Your instructions: Count the lines in the data below that contain the word "horse", and reply with the number alone.

-- BEGIN Provided records --

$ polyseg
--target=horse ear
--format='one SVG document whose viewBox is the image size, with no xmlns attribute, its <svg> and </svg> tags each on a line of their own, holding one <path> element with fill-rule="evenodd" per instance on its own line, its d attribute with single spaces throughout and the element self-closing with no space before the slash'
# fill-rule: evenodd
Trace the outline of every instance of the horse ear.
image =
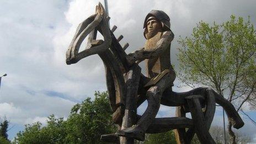
<svg viewBox="0 0 256 144">
<path fill-rule="evenodd" d="M 100 14 L 102 15 L 106 14 L 105 9 L 100 2 L 99 2 L 99 4 L 96 6 L 96 13 Z"/>
</svg>

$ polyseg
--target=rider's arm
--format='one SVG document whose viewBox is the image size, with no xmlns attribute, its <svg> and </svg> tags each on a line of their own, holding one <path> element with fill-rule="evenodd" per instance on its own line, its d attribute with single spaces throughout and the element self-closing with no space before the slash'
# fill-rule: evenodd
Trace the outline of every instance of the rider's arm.
<svg viewBox="0 0 256 144">
<path fill-rule="evenodd" d="M 163 32 L 162 38 L 157 42 L 154 48 L 147 50 L 142 48 L 128 54 L 126 56 L 128 62 L 132 65 L 136 61 L 142 61 L 145 59 L 157 57 L 166 49 L 169 49 L 168 46 L 174 37 L 174 35 L 171 31 Z"/>
</svg>

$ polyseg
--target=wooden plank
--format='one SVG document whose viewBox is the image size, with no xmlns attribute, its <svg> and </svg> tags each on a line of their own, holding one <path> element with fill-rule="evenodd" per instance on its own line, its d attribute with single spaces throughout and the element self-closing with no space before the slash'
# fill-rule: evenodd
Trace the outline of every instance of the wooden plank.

-- END Provided records --

Result of this exercise: 2